----- PASSAGE SHOWN -----
# Conciliation products SGA - Infohub

## Contextualization:

### SGA send the file INI061 to load the details of customer and their corresponding products to Infohub. The file specification is described below:

#### DETAIL
<table>
<tr>
<td>TM-DATE</td><td>NUMBER</td><td>08</td>
</tr>
<tr>
<td>TM-HEURE</td><td>NUMBER</td><td>06</td>
</tr>
<tr>
<td>NO-CLI</td><td>NUMBER</td><td>08</td>
</tr>
<tr>
<td>NO-CPT-CLI</td><td>STRING</td><td>12</td>
</tr>

<tr>
<td>GR-BLOC-PONCT</td>
</tr>
<tr>
<td>NO-OFFRE-SPEC</td><td>NUMBER</td><td>05</td>
</tr>
 <tr>
<td>DT-DEB-OFFRE</td><td>NUMBER</td><td>08</td>
</tr>
<tr>
<td>DT-FIN-OFFRE</td><td>NUMBER</td><td>08</td>
</tr>
<tr>
<td>QTE-OFFRE-TOTAL</td><td>NUMBER</td><td>06</td>
</tr>
<tr>
<td>QTE-OFFRE-VAR</td><td>NUMBER</td><td>06</td>
</tr>
<tr>
<td>GR-PRODUCT</td>
</tr>
<tr>
<td>NO-PROD</td><td>NUMBER</td><td>05</td>
</tr>
 <tr>
<td>NO-SEQ-PROD</td><td>NUMBER</td><td>23</td>
</tr>
<tr>
<td>NO-SEQ-PARENT</td><td>NUMBER</td><td>16</td>
</tr>
<tr>
<td>TYP-PROD</td><td>NUMBER</td><td>03</td>
</tr>
<tr>
<td>CD-EXIS-COM</td><td>STRING</td><td>05</td>
</tr>
<tr>
<td>DT-DEB-PROD</td><td>STRING</td><td>08</td>
</tr>
<tr>
<td>DT-FIN-PROD</td><td>STRING</td><td>08</td>
</tr>
<tr>
<td>CODE-APPROV</td><td>STRING</td><td>30</td>
</tr>
<tr>
<td>NO-SERV-ASSOC</td><td>NUMBER</td><td>05</td>
</tr>
<tr>
<td>DESC-PROD-FR</td><td>STRING</td><td>30</td>
</tr>
<tr>
<td>DESC-PROD-EN</td><td>STRING</td><td>30</td>
</tr>
<tr>
<td>CARACT-PROD OCCURS 10</td>
</tr>
<tr>
<td>DESC-CARACT</td><td>STRING</td><td>30</td>
</tr>
 <tr>
<td>VAL-CARACT</td><td>STRING</td><td>64</td>
</tr>
<tr>
<td>NO-FICHIER-PERFTP</td><td>NUMBER</td><td>01</td>
</tr>
<tr>
<td>FILLER</td><td>STRING</td><td>21</td>
</tr>
</table>     

#### HEADER                      

<table>
<tbody>
<tr>
<td>HEADER-DATE</td><td>NUMBER</td><td>08</td>
</tr>
 <tr>
<td>HEADER-HEURE</td><td>NUMBER</td><td>06</td>
</tr>
<tr>
<td>FILLER</td><td>STRING</td><td>1186</td>
</tr>
</tbody>
</table>
                            
#### FOOTER     

<table>
<tbody>
<tr>
<td>FOOTER-NB-ENRG</td><td>NUMBER</td><td>08</td>
</tr>
 <tr>
<td>FOOTER-TYPE</td><td>NUMBER</td><td>05</td>
</tr>
<tr>
<td>FILLER</td><td>STRING</td><td>1187</td>
</tr>
</tbody>
</table>


### For dependency purposes, this notebook needs to be executed on the block order, any difference could result in a bad behaviour.
----- DATASET ENTRIES -----
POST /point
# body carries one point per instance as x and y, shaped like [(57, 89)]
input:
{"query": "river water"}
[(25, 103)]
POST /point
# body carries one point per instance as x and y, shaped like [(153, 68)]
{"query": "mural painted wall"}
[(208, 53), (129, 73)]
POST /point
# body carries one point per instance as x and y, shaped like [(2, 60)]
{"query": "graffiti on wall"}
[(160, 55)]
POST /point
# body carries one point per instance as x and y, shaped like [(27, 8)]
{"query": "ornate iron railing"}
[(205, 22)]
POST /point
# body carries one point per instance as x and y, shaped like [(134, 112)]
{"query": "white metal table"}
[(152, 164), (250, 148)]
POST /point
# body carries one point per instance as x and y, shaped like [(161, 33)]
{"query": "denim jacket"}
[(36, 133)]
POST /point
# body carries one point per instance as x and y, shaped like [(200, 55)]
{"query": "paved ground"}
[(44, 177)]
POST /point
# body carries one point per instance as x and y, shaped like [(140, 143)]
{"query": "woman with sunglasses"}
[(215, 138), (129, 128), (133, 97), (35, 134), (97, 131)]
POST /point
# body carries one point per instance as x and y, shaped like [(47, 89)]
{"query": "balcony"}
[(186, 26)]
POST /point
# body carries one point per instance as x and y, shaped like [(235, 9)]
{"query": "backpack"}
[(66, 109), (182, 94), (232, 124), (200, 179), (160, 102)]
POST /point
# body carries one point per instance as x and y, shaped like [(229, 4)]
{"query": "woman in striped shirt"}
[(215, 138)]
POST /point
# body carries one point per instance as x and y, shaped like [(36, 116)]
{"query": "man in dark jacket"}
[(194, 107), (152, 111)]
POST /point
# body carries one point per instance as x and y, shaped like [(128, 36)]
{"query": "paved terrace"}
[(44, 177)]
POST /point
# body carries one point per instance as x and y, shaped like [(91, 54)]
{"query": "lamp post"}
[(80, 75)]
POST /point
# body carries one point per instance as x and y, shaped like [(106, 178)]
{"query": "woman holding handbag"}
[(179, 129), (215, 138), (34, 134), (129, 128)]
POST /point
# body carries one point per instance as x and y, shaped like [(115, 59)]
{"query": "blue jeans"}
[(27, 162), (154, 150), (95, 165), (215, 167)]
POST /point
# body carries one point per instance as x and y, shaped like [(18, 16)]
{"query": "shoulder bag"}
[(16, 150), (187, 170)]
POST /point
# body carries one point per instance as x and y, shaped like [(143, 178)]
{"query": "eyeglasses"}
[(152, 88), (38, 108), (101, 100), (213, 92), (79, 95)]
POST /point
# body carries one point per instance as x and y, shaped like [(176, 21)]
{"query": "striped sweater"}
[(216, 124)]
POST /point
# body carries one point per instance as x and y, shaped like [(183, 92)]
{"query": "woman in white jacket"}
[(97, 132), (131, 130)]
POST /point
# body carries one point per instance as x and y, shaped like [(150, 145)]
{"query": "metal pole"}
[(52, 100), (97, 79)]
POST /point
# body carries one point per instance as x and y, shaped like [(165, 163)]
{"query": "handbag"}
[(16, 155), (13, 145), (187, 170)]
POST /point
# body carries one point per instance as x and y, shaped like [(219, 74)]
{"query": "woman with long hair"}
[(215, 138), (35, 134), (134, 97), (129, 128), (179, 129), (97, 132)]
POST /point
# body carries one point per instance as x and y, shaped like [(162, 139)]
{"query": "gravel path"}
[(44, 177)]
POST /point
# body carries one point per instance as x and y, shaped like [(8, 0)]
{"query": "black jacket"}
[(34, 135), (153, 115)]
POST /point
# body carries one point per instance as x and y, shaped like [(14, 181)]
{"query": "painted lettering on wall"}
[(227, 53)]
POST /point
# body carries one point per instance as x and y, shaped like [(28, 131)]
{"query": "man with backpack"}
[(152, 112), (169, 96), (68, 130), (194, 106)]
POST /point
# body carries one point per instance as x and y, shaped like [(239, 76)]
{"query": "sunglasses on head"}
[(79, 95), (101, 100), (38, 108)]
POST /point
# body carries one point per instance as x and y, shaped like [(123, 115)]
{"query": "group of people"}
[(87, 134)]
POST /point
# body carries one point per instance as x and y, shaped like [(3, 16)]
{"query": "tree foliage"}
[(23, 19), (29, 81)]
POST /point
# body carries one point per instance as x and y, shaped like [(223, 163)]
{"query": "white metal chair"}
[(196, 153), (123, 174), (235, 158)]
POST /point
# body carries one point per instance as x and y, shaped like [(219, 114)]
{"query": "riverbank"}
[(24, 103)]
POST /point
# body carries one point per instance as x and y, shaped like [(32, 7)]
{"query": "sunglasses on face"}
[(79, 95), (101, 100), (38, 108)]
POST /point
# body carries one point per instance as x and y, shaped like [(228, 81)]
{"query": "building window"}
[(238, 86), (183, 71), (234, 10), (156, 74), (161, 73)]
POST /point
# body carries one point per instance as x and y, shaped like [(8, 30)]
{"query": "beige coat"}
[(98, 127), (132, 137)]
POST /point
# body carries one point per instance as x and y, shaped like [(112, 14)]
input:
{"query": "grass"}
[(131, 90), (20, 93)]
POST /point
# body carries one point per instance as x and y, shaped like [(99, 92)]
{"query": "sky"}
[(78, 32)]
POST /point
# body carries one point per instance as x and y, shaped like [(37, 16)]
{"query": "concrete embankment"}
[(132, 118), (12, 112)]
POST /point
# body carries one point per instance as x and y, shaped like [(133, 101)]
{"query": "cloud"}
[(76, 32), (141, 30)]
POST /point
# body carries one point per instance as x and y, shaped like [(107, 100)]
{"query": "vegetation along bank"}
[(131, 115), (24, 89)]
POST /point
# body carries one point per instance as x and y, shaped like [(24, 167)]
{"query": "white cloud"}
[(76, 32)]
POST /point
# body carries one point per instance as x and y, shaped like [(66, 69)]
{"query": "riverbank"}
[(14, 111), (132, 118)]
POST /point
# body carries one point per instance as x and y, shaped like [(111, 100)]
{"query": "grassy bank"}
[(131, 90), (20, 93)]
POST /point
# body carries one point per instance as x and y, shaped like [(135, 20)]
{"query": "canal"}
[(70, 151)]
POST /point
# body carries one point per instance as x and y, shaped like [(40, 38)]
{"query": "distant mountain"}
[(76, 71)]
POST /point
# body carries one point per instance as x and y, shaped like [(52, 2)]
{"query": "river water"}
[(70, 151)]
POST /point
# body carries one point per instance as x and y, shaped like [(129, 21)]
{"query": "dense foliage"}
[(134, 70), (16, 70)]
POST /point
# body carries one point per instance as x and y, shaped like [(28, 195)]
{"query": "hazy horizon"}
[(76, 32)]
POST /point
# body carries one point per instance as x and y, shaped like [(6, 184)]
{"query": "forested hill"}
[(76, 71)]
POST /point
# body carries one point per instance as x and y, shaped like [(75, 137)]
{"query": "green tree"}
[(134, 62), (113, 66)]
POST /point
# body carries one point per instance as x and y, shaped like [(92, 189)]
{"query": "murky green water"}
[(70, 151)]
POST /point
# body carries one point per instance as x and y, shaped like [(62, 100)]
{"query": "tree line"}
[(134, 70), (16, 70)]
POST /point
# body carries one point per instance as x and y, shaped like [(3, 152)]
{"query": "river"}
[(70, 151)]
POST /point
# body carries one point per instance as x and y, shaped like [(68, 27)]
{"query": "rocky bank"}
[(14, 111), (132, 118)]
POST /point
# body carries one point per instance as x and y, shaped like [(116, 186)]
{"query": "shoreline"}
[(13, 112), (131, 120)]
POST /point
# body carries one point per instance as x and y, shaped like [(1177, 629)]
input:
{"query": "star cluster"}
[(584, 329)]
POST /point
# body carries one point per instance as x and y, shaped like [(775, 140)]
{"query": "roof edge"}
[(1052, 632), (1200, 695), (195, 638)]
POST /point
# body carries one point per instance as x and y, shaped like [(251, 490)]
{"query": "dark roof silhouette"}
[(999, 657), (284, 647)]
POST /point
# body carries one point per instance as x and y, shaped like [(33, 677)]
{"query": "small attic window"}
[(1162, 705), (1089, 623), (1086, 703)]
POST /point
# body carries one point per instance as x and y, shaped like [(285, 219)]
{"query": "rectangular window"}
-----
## EXERCISES TO COMPLETE
#1 According to the conciliation products page, which file does SGA send to Infohub?
#2 Duplicate the listing word for word, starting at its first line and ending with the line containing "[(215, 138), (129, 128), (133, 97), (35, 134), (97, 131)]", with both of those lines included.

## TASK SOLUTIONS
#1 INI061

#2
POST /point
# body carries one point per instance as x and y, shaped like [(57, 89)]
input:
{"query": "river water"}
[(25, 103)]
POST /point
# body carries one point per instance as x and y, shaped like [(153, 68)]
{"query": "mural painted wall"}
[(208, 53), (129, 73)]
POST /point
# body carries one point per instance as x and y, shaped like [(2, 60)]
{"query": "graffiti on wall"}
[(160, 55)]
POST /point
# body carries one point per instance as x and y, shaped like [(27, 8)]
{"query": "ornate iron railing"}
[(205, 22)]
POST /point
# body carries one point per instance as x and y, shaped like [(134, 112)]
{"query": "white metal table"}
[(152, 164), (250, 148)]
POST /point
# body carries one point per instance as x and y, shaped like [(161, 33)]
{"query": "denim jacket"}
[(36, 133)]
POST /point
# body carries one point per instance as x and y, shaped like [(200, 55)]
{"query": "paved ground"}
[(44, 177)]
POST /point
# body carries one point per instance as x and y, shaped like [(140, 143)]
{"query": "woman with sunglasses"}
[(215, 138), (129, 128), (133, 97), (35, 134), (97, 131)]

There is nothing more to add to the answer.